++++ Records for this exercise
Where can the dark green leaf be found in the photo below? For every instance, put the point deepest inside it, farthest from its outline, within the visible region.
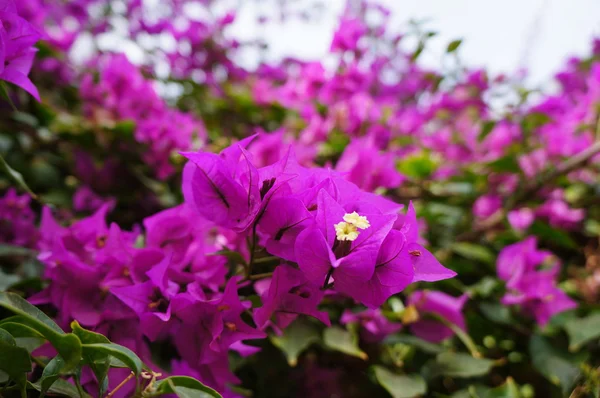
(14, 360)
(484, 287)
(553, 235)
(508, 390)
(342, 340)
(8, 280)
(497, 313)
(453, 46)
(185, 387)
(62, 388)
(582, 330)
(400, 386)
(50, 374)
(295, 339)
(505, 164)
(20, 329)
(15, 175)
(456, 364)
(30, 343)
(67, 345)
(473, 252)
(10, 250)
(416, 342)
(123, 354)
(236, 257)
(99, 362)
(3, 377)
(486, 129)
(556, 365)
++++++++
What is asked | Gather every line of the material above that contains the string "found". Treat uppercase and lowercase letters as different.

Expected answer |
Where can the dark green leaf be found in the photo below? For every instance, put the point deepest inside it, farthest from its outline, within the visible region.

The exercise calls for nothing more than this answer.